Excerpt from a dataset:
========

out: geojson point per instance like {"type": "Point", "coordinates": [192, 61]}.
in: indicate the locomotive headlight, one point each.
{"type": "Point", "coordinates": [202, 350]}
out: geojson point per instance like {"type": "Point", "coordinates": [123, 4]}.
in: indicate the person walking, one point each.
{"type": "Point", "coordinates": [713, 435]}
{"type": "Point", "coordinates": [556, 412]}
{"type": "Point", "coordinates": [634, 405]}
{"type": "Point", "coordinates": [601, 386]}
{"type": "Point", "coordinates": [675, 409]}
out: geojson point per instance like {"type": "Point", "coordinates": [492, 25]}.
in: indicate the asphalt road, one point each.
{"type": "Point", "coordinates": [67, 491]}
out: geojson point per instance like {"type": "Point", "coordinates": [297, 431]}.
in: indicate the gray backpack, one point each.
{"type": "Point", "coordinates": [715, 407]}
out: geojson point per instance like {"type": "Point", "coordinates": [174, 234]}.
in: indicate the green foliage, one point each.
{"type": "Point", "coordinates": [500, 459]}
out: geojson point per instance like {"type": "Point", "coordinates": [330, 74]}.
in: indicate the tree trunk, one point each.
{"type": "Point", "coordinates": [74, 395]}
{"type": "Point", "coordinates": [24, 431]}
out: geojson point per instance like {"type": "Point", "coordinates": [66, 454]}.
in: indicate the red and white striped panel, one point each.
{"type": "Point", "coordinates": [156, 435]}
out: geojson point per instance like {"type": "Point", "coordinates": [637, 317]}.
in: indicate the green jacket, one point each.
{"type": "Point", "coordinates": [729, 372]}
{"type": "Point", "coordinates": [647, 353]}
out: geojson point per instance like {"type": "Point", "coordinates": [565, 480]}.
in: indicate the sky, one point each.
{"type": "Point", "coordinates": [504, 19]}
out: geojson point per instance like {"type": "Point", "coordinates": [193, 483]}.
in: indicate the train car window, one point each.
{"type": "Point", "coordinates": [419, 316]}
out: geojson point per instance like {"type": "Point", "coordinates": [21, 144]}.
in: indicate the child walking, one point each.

========

SHORT PROBLEM: Extract the complete data, matching each line exactly.

FINISHED ANSWER:
out: geojson point per instance like {"type": "Point", "coordinates": [192, 61]}.
in: indicate the locomotive headlight, one point each.
{"type": "Point", "coordinates": [202, 350]}
out: geojson point per instance like {"type": "Point", "coordinates": [123, 4]}.
in: indicate the person walking, one point each.
{"type": "Point", "coordinates": [713, 435]}
{"type": "Point", "coordinates": [556, 412]}
{"type": "Point", "coordinates": [634, 405]}
{"type": "Point", "coordinates": [601, 386]}
{"type": "Point", "coordinates": [675, 409]}
out: geojson point per instance like {"type": "Point", "coordinates": [492, 25]}.
in: indicate the asphalt road, one point each.
{"type": "Point", "coordinates": [67, 491]}
out: geojson point per instance like {"type": "Point", "coordinates": [297, 431]}.
in: indicate the gray backpack, one point each.
{"type": "Point", "coordinates": [715, 407]}
out: geojson point per instance like {"type": "Point", "coordinates": [174, 234]}.
in: indicate the green foliage, one point each.
{"type": "Point", "coordinates": [500, 459]}
out: geojson point per instance like {"type": "Point", "coordinates": [330, 74]}.
in: indicate the tree trunk, one point each.
{"type": "Point", "coordinates": [74, 395]}
{"type": "Point", "coordinates": [24, 431]}
out: geojson point per instance like {"type": "Point", "coordinates": [66, 454]}.
in: indicate the red and white striped panel, one point each.
{"type": "Point", "coordinates": [156, 435]}
out: geojson point per instance like {"type": "Point", "coordinates": [637, 317]}.
in: indicate the green jacket, one point each.
{"type": "Point", "coordinates": [729, 372]}
{"type": "Point", "coordinates": [647, 353]}
out: geojson point per instance like {"type": "Point", "coordinates": [565, 480]}.
in: indicate the sky, one point each.
{"type": "Point", "coordinates": [504, 19]}
out: geojson point per instance like {"type": "Point", "coordinates": [193, 483]}.
in: indicate the train car window, one point each.
{"type": "Point", "coordinates": [419, 316]}
out: geojson point per instance like {"type": "Point", "coordinates": [21, 144]}.
in: indicate the child walking, one point each.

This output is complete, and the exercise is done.